EXTRACTED INFORMATION
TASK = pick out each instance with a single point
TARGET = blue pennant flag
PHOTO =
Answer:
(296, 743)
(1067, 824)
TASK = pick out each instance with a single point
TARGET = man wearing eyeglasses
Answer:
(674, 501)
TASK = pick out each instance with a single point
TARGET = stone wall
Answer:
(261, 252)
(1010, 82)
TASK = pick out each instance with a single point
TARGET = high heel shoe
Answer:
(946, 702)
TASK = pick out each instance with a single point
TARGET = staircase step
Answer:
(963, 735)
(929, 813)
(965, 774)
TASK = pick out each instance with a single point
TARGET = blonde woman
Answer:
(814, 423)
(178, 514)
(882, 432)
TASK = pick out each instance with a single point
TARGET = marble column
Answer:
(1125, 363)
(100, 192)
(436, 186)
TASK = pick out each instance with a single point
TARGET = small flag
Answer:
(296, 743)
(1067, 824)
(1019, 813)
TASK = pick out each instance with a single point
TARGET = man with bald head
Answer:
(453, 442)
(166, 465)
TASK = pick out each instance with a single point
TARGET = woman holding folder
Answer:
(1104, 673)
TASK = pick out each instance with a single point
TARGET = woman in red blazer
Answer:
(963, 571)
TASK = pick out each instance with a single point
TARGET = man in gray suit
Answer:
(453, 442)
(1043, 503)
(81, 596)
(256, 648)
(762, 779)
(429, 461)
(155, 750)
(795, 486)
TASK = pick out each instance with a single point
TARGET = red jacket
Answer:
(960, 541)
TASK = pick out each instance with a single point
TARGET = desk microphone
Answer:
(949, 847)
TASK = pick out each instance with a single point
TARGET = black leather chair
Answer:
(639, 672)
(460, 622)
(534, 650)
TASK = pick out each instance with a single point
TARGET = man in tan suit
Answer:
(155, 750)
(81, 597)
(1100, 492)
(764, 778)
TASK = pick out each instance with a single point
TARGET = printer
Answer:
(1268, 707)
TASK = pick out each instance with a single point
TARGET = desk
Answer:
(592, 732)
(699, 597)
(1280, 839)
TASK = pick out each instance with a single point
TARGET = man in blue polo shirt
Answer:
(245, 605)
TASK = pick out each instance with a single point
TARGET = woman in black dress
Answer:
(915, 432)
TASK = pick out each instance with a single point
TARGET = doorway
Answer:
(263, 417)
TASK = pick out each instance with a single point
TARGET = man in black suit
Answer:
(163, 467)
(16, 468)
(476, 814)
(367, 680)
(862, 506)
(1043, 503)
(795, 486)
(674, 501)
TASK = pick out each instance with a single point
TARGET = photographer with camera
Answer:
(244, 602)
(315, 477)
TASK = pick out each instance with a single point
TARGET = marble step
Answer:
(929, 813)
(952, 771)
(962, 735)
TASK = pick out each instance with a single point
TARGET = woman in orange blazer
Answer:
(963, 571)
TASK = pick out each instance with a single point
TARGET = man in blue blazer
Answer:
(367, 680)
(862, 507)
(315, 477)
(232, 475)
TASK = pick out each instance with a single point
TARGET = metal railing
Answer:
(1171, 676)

INSTRUCTIONS TO FOLLOW
Pull out every line of the material that contains the string "step". Treat uppercase and lowercase as different.

RIGHT ANSWER
TARGET = staircase step
TARGET = marble step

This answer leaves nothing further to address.